■ **EXERCISE INSTRUCTIONS**: Here the job is to copy the data exactly and to exclude every image from it.

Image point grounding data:
────────────────

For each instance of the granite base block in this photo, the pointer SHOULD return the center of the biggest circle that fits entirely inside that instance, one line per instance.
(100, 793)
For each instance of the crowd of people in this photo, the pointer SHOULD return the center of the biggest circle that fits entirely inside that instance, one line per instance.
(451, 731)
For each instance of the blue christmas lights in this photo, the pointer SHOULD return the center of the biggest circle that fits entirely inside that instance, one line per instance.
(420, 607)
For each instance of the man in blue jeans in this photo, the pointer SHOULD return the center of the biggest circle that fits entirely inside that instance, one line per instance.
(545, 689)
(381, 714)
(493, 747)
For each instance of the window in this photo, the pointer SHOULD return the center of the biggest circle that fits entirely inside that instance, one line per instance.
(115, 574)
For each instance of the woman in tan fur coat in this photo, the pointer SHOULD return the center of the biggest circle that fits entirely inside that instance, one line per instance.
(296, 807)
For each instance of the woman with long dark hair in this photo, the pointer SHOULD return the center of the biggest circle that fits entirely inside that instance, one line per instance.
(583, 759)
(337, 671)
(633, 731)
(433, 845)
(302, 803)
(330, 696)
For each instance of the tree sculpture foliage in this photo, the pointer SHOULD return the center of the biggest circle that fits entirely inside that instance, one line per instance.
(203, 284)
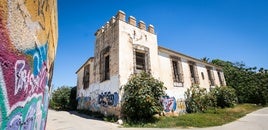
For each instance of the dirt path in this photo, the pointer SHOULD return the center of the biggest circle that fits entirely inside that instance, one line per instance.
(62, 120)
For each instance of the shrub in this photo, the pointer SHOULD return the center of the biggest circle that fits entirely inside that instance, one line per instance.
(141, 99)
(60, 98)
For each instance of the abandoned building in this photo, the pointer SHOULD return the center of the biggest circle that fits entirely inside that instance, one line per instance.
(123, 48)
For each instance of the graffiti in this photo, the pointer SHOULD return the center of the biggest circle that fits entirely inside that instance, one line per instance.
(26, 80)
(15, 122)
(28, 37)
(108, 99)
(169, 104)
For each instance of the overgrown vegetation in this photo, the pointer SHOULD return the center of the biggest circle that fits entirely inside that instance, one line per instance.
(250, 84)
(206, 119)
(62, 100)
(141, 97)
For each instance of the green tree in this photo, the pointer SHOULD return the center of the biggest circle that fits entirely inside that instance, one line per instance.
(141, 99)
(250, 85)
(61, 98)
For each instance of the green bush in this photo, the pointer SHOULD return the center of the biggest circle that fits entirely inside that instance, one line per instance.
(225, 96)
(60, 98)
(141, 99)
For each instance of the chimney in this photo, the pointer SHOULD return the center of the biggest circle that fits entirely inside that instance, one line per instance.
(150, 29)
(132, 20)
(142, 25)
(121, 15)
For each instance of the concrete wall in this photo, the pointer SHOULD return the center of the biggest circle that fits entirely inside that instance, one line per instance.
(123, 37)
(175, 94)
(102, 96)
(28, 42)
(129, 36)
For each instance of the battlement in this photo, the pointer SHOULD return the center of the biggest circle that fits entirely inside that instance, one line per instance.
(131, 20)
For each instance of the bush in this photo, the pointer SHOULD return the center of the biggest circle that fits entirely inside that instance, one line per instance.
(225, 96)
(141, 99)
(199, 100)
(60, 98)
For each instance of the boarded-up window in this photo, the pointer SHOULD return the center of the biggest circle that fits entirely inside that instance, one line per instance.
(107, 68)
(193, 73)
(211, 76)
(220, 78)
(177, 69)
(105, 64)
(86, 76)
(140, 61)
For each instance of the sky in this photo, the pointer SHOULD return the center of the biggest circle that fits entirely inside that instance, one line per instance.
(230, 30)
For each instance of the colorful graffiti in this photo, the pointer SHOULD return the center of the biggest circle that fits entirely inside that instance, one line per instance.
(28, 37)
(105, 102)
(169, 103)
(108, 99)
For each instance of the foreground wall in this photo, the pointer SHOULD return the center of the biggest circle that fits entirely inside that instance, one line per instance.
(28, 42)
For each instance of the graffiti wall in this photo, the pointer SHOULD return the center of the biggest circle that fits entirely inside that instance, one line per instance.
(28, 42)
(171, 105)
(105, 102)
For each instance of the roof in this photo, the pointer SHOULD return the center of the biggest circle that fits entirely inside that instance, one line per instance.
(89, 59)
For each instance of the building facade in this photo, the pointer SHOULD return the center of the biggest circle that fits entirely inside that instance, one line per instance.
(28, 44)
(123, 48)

────────────────

■ **RESPONSE**:
For each instance of the granite base block in this photo, the pointer SHOULD return the center of the biggest circle that fits entirely inside that instance, one line per instance.
(100, 793)
For each instance of the crowd of people in this photo, the pointer SHOULD return the center of the biggest circle that fits entirely inside that instance, one line per instance.
(451, 731)
For each instance of the blue christmas lights in this photo, the pointer SHOULD return the center of the biggest circle that fits entirely inside that instance, one line per instance.
(420, 607)
For each instance of the man in blue jeans in this photo, the pointer SHOULD return the center of the biggest circle that fits entirely inside that instance, one line per instance.
(545, 689)
(381, 714)
(493, 747)
For each instance of the window in this photo, the pointer SHOULD return the center of the biggest circle that fits entirely inside that instance, one line per instance.
(115, 574)
For each instance of the woman in tan fur coat in this photo, the pointer SHOULD return the center of the biggest circle that fits entirely inside that instance, one line per instance.
(296, 807)
For each instance of the woman with long dark hair in this photo, the pointer SHOULD return the center of the biggest circle that fits entirely inside that instance, one line per instance.
(583, 759)
(337, 671)
(633, 731)
(433, 845)
(302, 803)
(330, 696)
For each instance of the tree sculpture foliage in this photo, the pointer SHOULD return the center of the biggest circle that fits entirely inside that instance, one line per instance.
(203, 284)
For each instance of the dirt path in this photo, the pointer SHOULD return the center of the biggest circle that fits entirely inside that instance, one line per instance.
(62, 120)
For each instance of the shrub in this photo, the pointer SHOULD return the center of the biggest circle that fits entirely inside that instance, one line per instance.
(141, 99)
(60, 98)
For each instance of the abandoned building in this photo, the pointer SHOULD return the center of the biggest circle that fits entirely inside that instance, one line per instance.
(123, 48)
For each instance of the graffiti in this photo, the pointer SHOULD return the center of the biggest circle that fits entirely inside that instance, one line per instance.
(26, 80)
(15, 122)
(28, 37)
(108, 99)
(169, 104)
For each instance of the overgrown vegetation in this photo, the pointer SHOULD return the center of the biggest circle that fits entirely inside that instance, one line per instance.
(250, 84)
(206, 119)
(62, 100)
(141, 97)
For each instance of the green tree in this photo, the pointer SHOULD return the center of the biggest circle that fits entirely inside that instance, one line per instance.
(141, 99)
(250, 85)
(61, 98)
For each instance of the green bush in this photo, the pointer SHOULD return the center of the biggest circle that fits entirely inside that instance, one line per instance.
(225, 96)
(60, 98)
(141, 99)
For each instance of the chimney in this photo, the pointer SHOULD return the center of the biggest circle that fits entirely inside that instance, one line per instance.
(150, 29)
(132, 20)
(142, 25)
(121, 15)
For each instance of the concrete wall in this photo, the pointer SHOULD return the center of the biggest circle that fits entirely inside that instance, one line per instance.
(123, 37)
(175, 94)
(102, 96)
(28, 42)
(129, 36)
For each instance of the battlement in this photo, the pointer SHOULD return the center of the biggest circle that fits entirely inside that instance, one line per instance.
(131, 20)
For each instance of the bush in this photo, the pointer SHOULD return the center of the biggest circle that fits entirely inside that instance, one line per instance.
(225, 96)
(141, 99)
(199, 100)
(60, 98)
For each instance of the boarded-up window in this photo, the pointer SHOULD return the center of the biggest circle that fits entirely inside that instance, one line per instance.
(107, 68)
(193, 73)
(211, 76)
(220, 78)
(177, 69)
(105, 64)
(86, 76)
(140, 61)
For each instance of the sky in this photo, the pointer SHOULD return the center of the biggest circle that fits entirely inside that instance, one line per instance.
(230, 30)
For each instance of the colorful graffiti in this photo, the pointer SHOULD return the center of the biggest circle that fits entirely inside that instance, one line per instance.
(28, 37)
(105, 102)
(169, 103)
(108, 99)
For each instance of the foreground wall in this photo, the pointer SHOULD return the center of the biggest circle that fits entirely inside that instance, one line per instance.
(28, 42)
For each instance of the graffiti wall in this photo, the pointer SHOULD return the center of the biggest circle that fits entirely inside that instance, one line per instance.
(28, 42)
(171, 105)
(105, 102)
For each instance of the roof in this photo, the pointer SHOULD return the center of the biggest circle that fits entirely inside that instance, one line per instance.
(89, 59)
For each instance of the building facade in this photo, the pointer SHOULD return the center of the biggest circle that fits entirely inside that instance, one line per instance.
(28, 44)
(123, 48)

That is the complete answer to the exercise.